> _Trecho_:
--

Berlim – Numa entrevista ao The Hollywood Reporter, quando 50 Tons de Cinza passou em Berlim – e é bom dizer que foi o filme mais disputado pelo público e (sim!) pelos críticos no evento; todo mundo queria, ou tinha a desculpa de que tinha de ver -, a diretora Sam Taylor-Johnson contou qual foi seu momento de aflição ao adaptar o best seller de E.L. James.
Faltando poucas semanas – dias – para o início da filmagem, Charlie Hamm desistiu de fazer Christian Grey. Hamm, você sabe, é aquele cara que faz TV e estourou na internet numa foto sem cueca e que parece carregar um volume indecente (uma mala?) na calça. A foto até podia ser comparada parte da estratégia do filme. O protagonista, afinal, é um bilionário que adora jogos sadomasoquistas, e a ideia contida na foto, de uma força bruta, parecia perfeita.
Em cima da hora, Hamm, assustado com a ideia de que teria de dedicar anos de suas vida – é uma série – a Christian Grey, caiu fora. Taylor-Johnson surtou. No desespero, foi contratado o dublê de modelo e ator James Dorn. Hoje, como ela diz, não consegue ver outro senão ‘Jamie’ no papel.
Vamos recapitular o começo da história. Graduanda substitui a colega e vai entrevistar o bilionário que será paraninfo da turma. Ele é jovem, belo, rico. Poderoso e intimidante. Ela faz perguntas inadequadas – ‘Você é gay?’ -, ele inverte o jogo e a entrevista. Rola um clima, ele a persegue, sempre sugerindo que tem gostos ‘peculiares’. Finalmente, ele a leva para sua casa. ‘Você vai fazer amor comigo, agora?’, pergunta a ansiosa… A resposta de Grey é a mais direta possível, algo que nunca se ouviu numa produção A de Hollywood.
Pense nos velhos tempos em que o produtor David Selznick teve de enfrentar o código de censura da indústria para que Rogett Butler/Clark Gable pudesse dizer a Scarlett O’Hara/Vivien Leigh que não ligando (‘give a damm’) para o que ela pensava. Grey responde – “Eu não faço amor. Eu f… (fuck), and hard (duro, em mais de um sentido)”.
Parabéns, o que você ouviu é histórico em Hollywood, mas o importante é que imediatamente se cria um clima, ou um conceito. Mulheres querem amor, homens querem sexo – e poder sobre elas. É a proposta que Grey termina por fazer claramente a Anastasia. Ele não suporta que o toquem, nunca dormiu na mesma cama com uma mulher.
Sexo é uma forma de testar limites. A garota tem um problema – é virgem. Ele resolve o problema. A desvirgina com delicadeza, ‘quase’ dorme a seu lado. No dia seguinte, ele acena com um contrato. Sua ligação com Anastasia será regida pelos termos do documento, que propõe uma relação de confiança entre associados no prazer.
Tudo é especificado, o que pode e o que não pode. Existem signos que, durante as sessões de sadomasoquista, podem interromper imediatamente o ritual. E existe a cláusula de confidencialidade, que a mulher terá de respeitar (como um executivo numa grande empresa).

--

[Registros de anotação de pontos]
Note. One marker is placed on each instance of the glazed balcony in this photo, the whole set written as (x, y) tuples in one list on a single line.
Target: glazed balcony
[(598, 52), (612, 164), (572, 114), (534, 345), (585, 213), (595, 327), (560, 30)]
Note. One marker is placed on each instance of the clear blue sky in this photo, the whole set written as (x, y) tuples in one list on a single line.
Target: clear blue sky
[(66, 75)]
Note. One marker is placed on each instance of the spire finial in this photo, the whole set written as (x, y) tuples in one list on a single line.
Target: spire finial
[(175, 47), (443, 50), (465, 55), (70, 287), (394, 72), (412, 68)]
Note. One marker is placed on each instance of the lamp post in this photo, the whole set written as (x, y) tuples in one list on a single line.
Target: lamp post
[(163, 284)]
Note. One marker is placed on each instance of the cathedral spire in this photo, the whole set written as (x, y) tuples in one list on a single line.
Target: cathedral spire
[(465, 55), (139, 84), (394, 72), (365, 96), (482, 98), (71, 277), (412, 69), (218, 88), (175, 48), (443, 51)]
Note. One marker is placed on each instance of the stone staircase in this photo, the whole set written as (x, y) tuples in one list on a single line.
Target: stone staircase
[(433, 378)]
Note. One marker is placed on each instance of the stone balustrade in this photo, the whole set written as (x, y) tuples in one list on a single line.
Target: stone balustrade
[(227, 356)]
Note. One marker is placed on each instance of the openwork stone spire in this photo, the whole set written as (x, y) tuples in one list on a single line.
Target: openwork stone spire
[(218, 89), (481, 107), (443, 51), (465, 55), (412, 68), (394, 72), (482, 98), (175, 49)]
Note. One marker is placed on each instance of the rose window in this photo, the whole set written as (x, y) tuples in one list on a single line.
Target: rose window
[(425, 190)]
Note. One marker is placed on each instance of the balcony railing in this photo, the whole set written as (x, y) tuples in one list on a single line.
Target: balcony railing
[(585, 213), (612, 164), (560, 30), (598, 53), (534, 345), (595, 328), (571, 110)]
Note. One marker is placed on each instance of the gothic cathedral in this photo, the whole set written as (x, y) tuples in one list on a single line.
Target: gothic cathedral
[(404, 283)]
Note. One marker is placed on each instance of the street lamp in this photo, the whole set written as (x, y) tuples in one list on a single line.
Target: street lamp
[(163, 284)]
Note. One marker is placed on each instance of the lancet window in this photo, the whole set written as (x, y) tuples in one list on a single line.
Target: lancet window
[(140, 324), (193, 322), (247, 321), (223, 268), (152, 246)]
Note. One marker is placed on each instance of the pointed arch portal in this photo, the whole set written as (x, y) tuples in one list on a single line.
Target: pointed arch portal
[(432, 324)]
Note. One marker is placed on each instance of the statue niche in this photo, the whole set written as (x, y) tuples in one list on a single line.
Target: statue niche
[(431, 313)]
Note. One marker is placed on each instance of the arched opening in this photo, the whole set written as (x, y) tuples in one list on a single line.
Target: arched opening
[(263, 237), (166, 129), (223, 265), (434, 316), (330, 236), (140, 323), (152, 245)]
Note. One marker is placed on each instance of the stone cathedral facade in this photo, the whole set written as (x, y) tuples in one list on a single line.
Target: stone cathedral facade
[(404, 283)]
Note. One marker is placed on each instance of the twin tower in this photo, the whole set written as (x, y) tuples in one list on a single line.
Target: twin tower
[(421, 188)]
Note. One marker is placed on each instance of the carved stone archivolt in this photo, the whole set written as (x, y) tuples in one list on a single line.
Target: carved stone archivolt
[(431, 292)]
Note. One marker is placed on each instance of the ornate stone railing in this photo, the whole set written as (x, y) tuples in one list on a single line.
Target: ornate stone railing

--

> _Instruções das tarefas_:
1 > Segundo o trecho, quem foi contratado para o papel de Christian Grey depois que Hamm desistiu?
2 > Selecione cada linha das entradas que contém a palavra "lamp".

> _Respostas_:
1 > O dublê de modelo e ator James Dorn.

2 >
Note. One marker is placed on each instance of the lamp post in this photo, the whole set written as (x, y) tuples in one list on a single line.
Target: lamp post
Note. One marker is placed on each instance of the street lamp in this photo, the whole set written as (x, y) tuples in one list on a single line.
Target: street lamp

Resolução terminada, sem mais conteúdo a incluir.